(Exercise set):
1. In the article on Big Data, how many times has former NASA astronaut Don Thomas orbited Earth?
2. Extend the article on Big Data past its final paragraph, keeping its tone.

(Given passage):
++++++++
The rise of Big Data as the core lubricant of the digital world

Original article was published by Alessandro Prosperi on Deep Learning on Medium


The rise of Big Data as the core lubricant of the digital world

(Image Credit: geospatialworld.net)

“Information is the oil of the 21st century, and analytics is the combustion engine”.

— Peter Sondergaard, Senior Vice President, Gartner Research.

Big Data from Space and the “overview effect”

“I used to tell people I was from Cleveland, Ohio, because that was where I was born. Today, I simply say I am from Earth.”

That’s the world view of former Nasa astronaut Don Thomas who has orbited Earth 692 times. Known as the “Overview Effect”, many astronauts come back from space with a completely different fundamental view of our planet. A new perspective in the space sector has been possible thanks to many analysis tools that offer visualization of data, and have proven to be beneficial, since they make us understand our planet Earth better and unravel the mysteries of the universe.

Big data technology is the product of information technology which aims to meet the challenges faced by increasing amount of information in various fields If we think of all the times we’ve used our phone or computer, how many apps have we logged in to? Have we checked Facebook, Twitter, Instagram, Reddit, or LinkedIn? Do we regularly use Amazon, YouTube, Tinder, Buzzfeed, or Pinterest? Every one of those app stores or websites that many of us use on a daily basis collect user data to improve user experience and help companies to make educated business decisions. But that’s not all data can help us do.

Right now, satellites are performing 2 billion instructions per second and delivering data that could help us prevent natural disasters and use natural resources wisely. There have been several data-driven initiatives to make better decisions and improve operational efficiency in sectors including agriculture, forestry, mapping, shipping, or energy.

Using Data to improve life on Earth

More and more companies are starting to open to the space sector as the ever-growing number of affordable satellite services keeps increasing. Considering one industry — agriculture — the implications are enormous. Farmers can use image data to better understand what factors affect the growth of crops, and there are factors that can be detected from space, such as weather patterns, exposure to sunlight, air quality or pest activity, so optimum conditions can be determined.

In a few short decades, the world’s population is on pace to grow 50 percent by 2100. Now more than ever, farmers need access to tools that support the decisions they make every day to maximize their return on every acre. The Climate Corporation processes its satellite data to enable farmers to find more sustainable ways to grow more food. This company’s project’s key aspects can deliver benefits to humanity in the long term.

Another company, Planet, provides geospatial insights equipping users with the data necessary to make informed, timely decisions offering a diverse selection of imagery and analytic solutions, all made available online through their platform and web-based tools. From agriculture and emergency response to natural resource protection and security, global imagery and foundational analytics will empower informed, deliberate, and meaningful stewardship of our planet.
++++++++
Stored data entries
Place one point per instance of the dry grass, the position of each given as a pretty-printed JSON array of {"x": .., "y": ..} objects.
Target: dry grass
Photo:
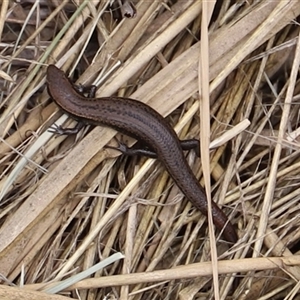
[{"x": 68, "y": 203}]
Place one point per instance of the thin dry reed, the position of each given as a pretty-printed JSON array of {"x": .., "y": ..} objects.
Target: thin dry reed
[{"x": 68, "y": 203}]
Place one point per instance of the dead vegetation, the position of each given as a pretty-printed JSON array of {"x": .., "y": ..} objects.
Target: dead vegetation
[{"x": 67, "y": 203}]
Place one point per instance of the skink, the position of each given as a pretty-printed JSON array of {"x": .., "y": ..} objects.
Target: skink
[{"x": 140, "y": 121}]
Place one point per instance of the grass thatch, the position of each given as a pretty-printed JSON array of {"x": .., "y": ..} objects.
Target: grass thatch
[{"x": 68, "y": 203}]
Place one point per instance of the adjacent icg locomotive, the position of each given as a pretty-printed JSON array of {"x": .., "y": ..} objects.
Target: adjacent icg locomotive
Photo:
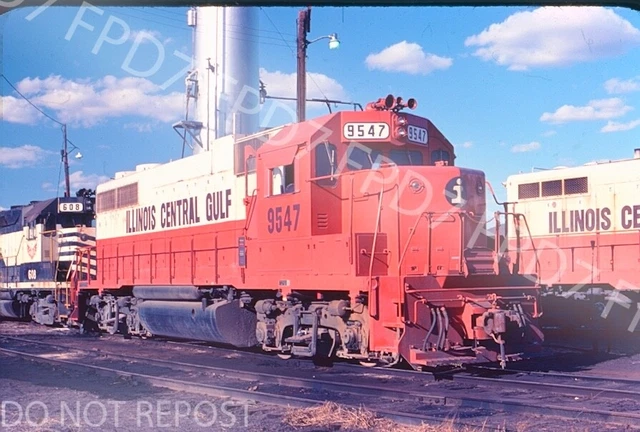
[
  {"x": 584, "y": 234},
  {"x": 38, "y": 252},
  {"x": 353, "y": 235}
]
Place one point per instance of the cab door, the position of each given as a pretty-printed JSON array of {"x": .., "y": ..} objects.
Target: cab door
[{"x": 281, "y": 218}]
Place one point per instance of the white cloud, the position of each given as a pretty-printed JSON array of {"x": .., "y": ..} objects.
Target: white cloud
[
  {"x": 319, "y": 86},
  {"x": 79, "y": 180},
  {"x": 601, "y": 109},
  {"x": 617, "y": 86},
  {"x": 48, "y": 187},
  {"x": 407, "y": 57},
  {"x": 17, "y": 110},
  {"x": 555, "y": 36},
  {"x": 612, "y": 126},
  {"x": 19, "y": 157},
  {"x": 139, "y": 127},
  {"x": 87, "y": 103},
  {"x": 147, "y": 35},
  {"x": 523, "y": 148}
]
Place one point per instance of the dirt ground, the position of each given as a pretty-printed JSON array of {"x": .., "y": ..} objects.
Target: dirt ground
[{"x": 36, "y": 396}]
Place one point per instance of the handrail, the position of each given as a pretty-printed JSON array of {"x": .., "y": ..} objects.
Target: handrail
[
  {"x": 251, "y": 209},
  {"x": 375, "y": 234},
  {"x": 517, "y": 217}
]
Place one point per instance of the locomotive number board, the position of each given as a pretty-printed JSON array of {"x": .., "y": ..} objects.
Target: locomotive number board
[
  {"x": 70, "y": 207},
  {"x": 417, "y": 134},
  {"x": 377, "y": 131}
]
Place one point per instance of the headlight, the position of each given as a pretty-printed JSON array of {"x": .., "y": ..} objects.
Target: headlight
[{"x": 416, "y": 185}]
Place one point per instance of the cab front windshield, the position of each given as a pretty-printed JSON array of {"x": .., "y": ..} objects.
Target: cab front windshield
[{"x": 362, "y": 159}]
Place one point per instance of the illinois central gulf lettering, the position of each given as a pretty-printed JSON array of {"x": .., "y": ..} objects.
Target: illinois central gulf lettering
[
  {"x": 141, "y": 219},
  {"x": 570, "y": 221},
  {"x": 180, "y": 212},
  {"x": 218, "y": 204}
]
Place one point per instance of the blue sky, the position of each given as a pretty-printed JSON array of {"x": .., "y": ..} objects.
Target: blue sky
[{"x": 512, "y": 88}]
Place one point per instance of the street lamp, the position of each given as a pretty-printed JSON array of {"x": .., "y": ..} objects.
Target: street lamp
[
  {"x": 65, "y": 160},
  {"x": 304, "y": 26}
]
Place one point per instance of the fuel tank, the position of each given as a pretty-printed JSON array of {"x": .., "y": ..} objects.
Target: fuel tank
[
  {"x": 11, "y": 309},
  {"x": 222, "y": 322}
]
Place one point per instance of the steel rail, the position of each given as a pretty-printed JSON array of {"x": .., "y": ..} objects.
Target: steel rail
[
  {"x": 561, "y": 375},
  {"x": 456, "y": 401},
  {"x": 248, "y": 395},
  {"x": 269, "y": 378}
]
++++++++
(Answers to each task):
1. 692 times.

2.
Earth observation satellites provide important data that allows the rapid detection of changes to the environment and climate, or measurements of the movement or shrinking of glaciers. Up-to-date maps can be provided to the emergency services in the event of disasters such as flooding or earthquakes. This, however, requires the accumulation of very large quantities of data. The European Union (EU) Copernicus Program satellites are among the biggest producers of data in the world. Their high-resolution instruments currently generate approximately 20 terabytes of data every day. This is equivalent to an HD film that would run for about one-and-a-half years. In addition to this, data is also provided by German missions such as TerraSAR-X and TanDEM-X, as well as an increasing number of other sources, such as the internet and measurement stations. The processing and analysis of these very large and heterogeneous data sets are among the Big Data challenges facing an increasingly digital society.

Sul­phur diox­ide map — vol­canic erup­tion on Bali (Credit: Copernicus-Sentinel (2017), DLR/ESA)

New ideas and concepts are needed in order to be able to process data and turn it into information. Artificial intelligence plays a major role in this, as such processes are extremely powerful, especially where large amounts of data are involved. DLR scientist Xiaoxiang Zhu, based at the Technical University of Munich, is conducting research into the use of such methods. Together with her team, Zhu is developing exploratory algorithms from signal processing and artificial intelligence (AI), particularly machine learning, to significantly improve the acquisition of global geoinformation from satellite data and achieve breakthroughs in geosciences and environmental sciences. Novel data science algorithms allow scientists to go one step further with the merging of petabytes of data from complementary geo-relevant sources, ranging from Earth observation satellites to social media networks. Their findings have the potential to address previously insoluble challenges, such as recording and mapping global urbanization — one of the most important megatrends in global change.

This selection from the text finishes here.